EXERCISE AIM
Lay out the entries below as a JSON list of strings, one string per line with blank lines left out, from the line with "of the balcony" up to and including the last line of the entries.

DATA FOR THIS TASK
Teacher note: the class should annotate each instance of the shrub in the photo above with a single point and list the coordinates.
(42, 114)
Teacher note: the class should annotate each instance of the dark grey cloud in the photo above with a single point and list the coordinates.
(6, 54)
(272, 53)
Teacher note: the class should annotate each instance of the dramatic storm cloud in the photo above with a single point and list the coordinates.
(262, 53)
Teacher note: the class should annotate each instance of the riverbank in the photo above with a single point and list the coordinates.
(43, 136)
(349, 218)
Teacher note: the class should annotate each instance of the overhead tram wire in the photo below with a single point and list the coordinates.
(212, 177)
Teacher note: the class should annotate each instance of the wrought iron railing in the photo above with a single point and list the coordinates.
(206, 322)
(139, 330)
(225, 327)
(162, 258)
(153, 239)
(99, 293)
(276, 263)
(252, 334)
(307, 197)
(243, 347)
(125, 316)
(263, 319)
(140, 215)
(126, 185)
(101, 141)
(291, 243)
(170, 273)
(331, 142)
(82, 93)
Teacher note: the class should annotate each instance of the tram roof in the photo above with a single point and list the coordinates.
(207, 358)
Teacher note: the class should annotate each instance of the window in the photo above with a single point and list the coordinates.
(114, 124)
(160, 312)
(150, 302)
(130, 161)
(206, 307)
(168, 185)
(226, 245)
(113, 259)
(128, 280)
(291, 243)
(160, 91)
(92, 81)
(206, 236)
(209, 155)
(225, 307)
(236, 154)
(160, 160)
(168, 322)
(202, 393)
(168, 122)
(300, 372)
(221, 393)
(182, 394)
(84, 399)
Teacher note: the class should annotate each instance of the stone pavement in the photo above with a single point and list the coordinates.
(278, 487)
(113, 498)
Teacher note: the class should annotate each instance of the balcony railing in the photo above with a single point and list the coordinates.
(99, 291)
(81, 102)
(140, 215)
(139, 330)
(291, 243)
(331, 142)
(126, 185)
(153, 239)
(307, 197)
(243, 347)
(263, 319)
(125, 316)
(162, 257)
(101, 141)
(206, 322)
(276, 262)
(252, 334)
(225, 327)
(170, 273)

EXERCISE SOLUTION
[
  "Teacher note: the class should annotate each instance of the balcony railing in the photo above with a single point and list the coordinates.",
  "(99, 291)",
  "(81, 102)",
  "(140, 215)",
  "(139, 330)",
  "(291, 243)",
  "(331, 142)",
  "(126, 185)",
  "(153, 239)",
  "(307, 197)",
  "(243, 347)",
  "(263, 319)",
  "(125, 316)",
  "(162, 257)",
  "(101, 141)",
  "(206, 322)",
  "(276, 262)",
  "(252, 334)",
  "(225, 327)",
  "(170, 273)"
]